» **TASK DETAILS**
Go through the material below and copy out every line that contains the string "figure". Case counts when matching.
[EXCERPTED RECORDS start]
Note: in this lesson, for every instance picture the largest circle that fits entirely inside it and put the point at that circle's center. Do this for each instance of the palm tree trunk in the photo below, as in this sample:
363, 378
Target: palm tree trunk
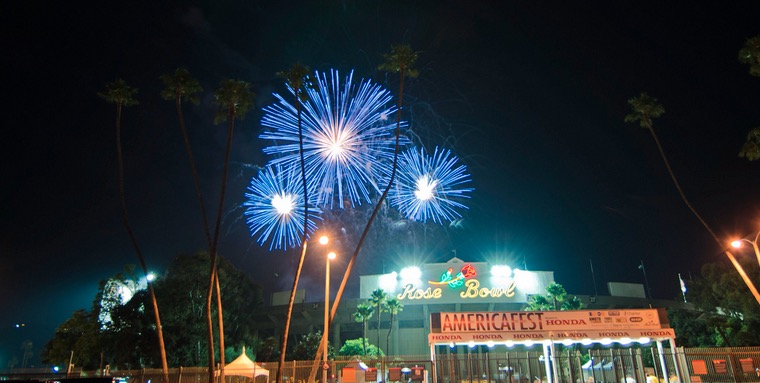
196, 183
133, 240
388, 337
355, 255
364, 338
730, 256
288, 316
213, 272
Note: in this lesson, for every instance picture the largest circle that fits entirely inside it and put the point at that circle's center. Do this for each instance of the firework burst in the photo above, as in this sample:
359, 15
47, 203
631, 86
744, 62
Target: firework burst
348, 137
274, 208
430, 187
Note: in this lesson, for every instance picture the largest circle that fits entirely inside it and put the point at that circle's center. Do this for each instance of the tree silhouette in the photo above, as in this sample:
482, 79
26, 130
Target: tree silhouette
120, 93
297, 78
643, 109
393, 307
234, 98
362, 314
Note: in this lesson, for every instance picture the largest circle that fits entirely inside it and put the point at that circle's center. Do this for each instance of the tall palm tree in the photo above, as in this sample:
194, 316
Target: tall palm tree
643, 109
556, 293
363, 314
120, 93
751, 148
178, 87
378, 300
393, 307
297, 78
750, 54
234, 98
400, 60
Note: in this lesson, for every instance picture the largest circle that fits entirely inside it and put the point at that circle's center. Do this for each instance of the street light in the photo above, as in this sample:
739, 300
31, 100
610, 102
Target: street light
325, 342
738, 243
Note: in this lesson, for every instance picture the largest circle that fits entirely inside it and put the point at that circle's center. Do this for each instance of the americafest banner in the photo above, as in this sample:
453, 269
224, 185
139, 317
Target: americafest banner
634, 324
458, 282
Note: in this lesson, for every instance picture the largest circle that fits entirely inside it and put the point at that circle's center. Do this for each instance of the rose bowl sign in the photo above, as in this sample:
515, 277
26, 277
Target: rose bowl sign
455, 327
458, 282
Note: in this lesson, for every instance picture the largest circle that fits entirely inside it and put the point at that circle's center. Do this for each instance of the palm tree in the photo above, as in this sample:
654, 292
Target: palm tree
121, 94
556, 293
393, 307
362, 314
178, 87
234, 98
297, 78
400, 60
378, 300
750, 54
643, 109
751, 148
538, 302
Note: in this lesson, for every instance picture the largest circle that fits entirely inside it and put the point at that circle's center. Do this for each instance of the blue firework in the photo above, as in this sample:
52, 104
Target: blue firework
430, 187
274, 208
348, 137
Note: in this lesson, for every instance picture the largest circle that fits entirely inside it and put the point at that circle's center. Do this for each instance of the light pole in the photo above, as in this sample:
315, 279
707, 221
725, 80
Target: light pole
[EXCERPTED RECORDS end]
[EXCERPTED RECORDS start]
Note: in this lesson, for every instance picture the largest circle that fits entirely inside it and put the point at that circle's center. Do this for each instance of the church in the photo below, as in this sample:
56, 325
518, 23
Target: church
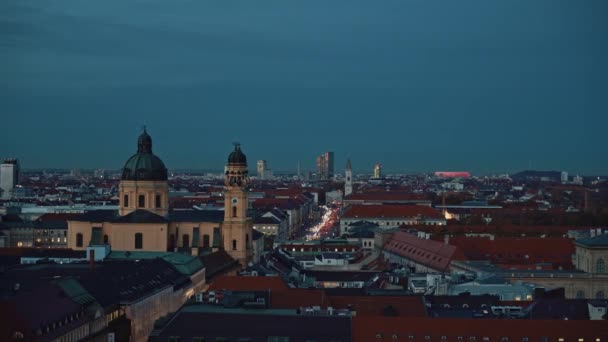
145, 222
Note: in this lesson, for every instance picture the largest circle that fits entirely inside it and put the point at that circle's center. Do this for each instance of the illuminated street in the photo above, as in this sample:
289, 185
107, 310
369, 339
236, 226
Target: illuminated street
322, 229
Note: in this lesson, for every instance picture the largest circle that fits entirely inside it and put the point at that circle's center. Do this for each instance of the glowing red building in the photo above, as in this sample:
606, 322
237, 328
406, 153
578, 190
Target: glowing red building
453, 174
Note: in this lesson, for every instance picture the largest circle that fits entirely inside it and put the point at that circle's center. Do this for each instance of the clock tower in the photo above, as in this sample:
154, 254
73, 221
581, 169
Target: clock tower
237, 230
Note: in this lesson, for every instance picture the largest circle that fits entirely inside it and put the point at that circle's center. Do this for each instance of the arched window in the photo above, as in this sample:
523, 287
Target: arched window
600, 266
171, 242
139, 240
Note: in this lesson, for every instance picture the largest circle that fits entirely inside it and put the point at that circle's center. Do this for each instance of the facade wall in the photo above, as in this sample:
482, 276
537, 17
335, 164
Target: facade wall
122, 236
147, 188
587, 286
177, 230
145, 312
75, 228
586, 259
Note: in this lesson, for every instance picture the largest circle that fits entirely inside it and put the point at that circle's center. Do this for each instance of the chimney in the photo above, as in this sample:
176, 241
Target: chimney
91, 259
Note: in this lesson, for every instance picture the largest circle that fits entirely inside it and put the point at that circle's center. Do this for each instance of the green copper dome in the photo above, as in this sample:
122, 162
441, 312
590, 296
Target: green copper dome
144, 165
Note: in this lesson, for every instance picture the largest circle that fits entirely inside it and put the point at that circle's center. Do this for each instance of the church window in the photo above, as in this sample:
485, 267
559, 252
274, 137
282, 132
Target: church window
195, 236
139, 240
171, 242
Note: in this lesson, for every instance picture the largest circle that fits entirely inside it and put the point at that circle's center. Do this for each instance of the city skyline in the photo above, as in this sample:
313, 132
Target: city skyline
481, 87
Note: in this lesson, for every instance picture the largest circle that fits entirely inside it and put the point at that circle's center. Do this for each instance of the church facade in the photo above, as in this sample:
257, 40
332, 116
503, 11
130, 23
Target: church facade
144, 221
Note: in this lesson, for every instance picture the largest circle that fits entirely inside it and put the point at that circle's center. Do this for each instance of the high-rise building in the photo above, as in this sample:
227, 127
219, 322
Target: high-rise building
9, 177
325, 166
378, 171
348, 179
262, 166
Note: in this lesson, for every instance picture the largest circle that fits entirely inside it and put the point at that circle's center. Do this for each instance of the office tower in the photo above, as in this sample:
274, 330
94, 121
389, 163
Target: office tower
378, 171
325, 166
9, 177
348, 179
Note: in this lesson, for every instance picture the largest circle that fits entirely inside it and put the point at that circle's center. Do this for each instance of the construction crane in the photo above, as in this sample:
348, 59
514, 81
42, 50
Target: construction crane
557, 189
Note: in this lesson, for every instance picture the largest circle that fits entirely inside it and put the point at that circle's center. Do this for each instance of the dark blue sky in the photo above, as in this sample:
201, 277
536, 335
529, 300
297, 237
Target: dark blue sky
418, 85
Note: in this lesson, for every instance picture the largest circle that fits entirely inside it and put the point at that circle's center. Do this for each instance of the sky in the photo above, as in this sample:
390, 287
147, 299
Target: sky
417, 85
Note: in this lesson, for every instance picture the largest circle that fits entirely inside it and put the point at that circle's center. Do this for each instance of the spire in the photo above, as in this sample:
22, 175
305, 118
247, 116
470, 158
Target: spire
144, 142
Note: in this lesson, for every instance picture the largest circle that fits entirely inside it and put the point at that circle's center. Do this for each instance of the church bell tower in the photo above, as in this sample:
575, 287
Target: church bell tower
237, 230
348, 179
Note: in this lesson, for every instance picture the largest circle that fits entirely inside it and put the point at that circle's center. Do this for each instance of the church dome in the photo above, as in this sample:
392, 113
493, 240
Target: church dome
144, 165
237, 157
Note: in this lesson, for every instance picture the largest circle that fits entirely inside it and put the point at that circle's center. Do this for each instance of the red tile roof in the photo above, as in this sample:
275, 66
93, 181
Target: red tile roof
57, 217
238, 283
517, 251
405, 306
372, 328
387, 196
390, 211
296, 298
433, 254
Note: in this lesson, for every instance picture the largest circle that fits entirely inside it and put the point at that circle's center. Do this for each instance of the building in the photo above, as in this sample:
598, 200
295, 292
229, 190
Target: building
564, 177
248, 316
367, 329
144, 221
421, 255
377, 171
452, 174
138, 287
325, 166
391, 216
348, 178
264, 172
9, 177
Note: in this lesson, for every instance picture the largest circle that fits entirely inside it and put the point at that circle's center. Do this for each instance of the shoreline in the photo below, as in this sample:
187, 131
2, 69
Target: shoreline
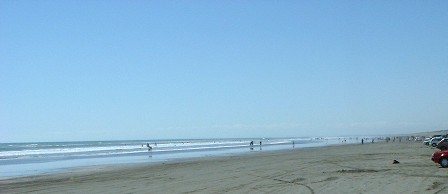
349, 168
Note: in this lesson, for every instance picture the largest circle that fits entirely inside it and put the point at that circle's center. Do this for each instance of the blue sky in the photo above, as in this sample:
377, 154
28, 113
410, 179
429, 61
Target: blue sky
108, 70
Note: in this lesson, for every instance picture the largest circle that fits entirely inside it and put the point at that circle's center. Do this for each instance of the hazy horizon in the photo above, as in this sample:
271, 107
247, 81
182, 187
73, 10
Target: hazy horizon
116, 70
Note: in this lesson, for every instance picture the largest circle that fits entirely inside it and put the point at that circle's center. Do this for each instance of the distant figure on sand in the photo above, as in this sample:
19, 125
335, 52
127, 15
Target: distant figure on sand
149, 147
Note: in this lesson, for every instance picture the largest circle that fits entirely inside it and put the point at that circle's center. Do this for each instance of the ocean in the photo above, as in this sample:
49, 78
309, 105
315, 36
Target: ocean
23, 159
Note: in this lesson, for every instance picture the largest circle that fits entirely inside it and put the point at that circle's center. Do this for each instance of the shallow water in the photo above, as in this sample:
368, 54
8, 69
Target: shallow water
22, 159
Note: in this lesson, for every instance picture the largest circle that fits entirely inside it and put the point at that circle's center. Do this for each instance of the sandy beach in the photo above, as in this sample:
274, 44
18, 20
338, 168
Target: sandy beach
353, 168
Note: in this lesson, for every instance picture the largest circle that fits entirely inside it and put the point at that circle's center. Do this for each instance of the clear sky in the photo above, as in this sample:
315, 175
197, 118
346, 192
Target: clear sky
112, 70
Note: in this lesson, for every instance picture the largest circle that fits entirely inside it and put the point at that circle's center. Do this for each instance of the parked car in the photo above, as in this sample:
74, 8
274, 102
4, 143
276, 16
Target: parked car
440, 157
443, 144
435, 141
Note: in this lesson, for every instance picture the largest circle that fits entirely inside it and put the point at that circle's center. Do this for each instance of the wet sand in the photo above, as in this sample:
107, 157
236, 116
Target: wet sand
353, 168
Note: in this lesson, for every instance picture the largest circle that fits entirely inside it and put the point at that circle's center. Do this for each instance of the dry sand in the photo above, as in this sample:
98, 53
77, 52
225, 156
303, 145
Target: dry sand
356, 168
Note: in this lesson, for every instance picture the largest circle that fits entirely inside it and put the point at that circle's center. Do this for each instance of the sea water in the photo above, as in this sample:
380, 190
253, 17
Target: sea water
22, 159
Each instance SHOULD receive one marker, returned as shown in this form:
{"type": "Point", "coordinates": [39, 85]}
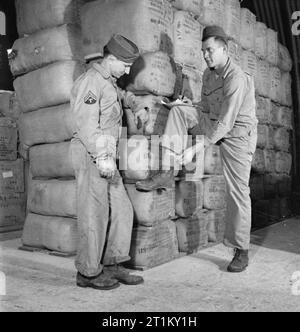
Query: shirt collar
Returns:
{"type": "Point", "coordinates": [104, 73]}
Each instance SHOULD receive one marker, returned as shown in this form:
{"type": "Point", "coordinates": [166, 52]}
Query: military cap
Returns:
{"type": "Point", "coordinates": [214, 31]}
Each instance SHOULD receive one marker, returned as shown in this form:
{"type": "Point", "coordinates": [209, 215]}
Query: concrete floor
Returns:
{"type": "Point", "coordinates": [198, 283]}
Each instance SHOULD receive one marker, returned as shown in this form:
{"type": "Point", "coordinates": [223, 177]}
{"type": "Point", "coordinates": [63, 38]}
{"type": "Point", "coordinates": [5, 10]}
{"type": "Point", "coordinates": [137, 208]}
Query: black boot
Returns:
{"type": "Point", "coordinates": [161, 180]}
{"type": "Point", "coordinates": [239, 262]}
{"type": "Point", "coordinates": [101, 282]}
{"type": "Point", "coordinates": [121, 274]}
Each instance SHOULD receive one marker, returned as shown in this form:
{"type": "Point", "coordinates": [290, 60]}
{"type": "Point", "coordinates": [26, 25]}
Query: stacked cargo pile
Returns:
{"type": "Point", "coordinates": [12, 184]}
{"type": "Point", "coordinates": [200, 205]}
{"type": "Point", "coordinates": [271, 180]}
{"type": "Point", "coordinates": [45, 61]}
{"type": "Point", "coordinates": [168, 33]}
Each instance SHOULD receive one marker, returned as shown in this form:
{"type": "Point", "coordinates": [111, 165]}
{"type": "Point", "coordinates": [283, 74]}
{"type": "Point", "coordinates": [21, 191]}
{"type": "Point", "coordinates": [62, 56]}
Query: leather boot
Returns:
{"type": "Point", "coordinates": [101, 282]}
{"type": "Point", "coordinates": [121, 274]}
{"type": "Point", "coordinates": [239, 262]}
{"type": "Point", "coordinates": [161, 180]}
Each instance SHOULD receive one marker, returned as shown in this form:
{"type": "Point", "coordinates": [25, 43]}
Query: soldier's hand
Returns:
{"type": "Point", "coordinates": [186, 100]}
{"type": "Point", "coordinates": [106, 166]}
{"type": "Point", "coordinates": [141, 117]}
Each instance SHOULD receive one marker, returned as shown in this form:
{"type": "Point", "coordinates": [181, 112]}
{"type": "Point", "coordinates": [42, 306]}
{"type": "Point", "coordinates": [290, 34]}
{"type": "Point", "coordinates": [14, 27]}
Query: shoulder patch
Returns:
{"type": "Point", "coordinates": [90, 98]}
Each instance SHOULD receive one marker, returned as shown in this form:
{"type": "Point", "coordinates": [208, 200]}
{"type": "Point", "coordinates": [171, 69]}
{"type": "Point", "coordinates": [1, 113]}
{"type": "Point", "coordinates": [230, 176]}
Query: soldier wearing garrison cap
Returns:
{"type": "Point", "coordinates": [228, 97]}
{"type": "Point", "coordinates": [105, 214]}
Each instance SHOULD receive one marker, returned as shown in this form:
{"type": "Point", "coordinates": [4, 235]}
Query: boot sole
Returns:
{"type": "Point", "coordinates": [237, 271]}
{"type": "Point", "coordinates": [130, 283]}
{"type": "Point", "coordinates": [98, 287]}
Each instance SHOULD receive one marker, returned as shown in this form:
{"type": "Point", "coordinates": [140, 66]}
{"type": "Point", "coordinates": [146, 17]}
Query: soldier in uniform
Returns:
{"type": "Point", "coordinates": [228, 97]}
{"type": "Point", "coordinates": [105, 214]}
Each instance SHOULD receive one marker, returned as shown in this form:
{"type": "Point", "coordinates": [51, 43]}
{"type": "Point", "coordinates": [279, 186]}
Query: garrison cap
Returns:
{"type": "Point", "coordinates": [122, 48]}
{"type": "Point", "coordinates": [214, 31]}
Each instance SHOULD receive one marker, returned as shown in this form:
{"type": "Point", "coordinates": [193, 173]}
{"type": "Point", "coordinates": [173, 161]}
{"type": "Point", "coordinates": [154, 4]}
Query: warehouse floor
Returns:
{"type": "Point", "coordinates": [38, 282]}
[EXCERPTED RECORDS end]
» **SOLUTION TO THIS TASK**
Note: in this lesson, for every instance picture the largest circle that fits entirely inside it and put the point at that circle's center. Do this for each instance of the distant figure on sand in the photo above, as in this sample:
Target: distant figure on sand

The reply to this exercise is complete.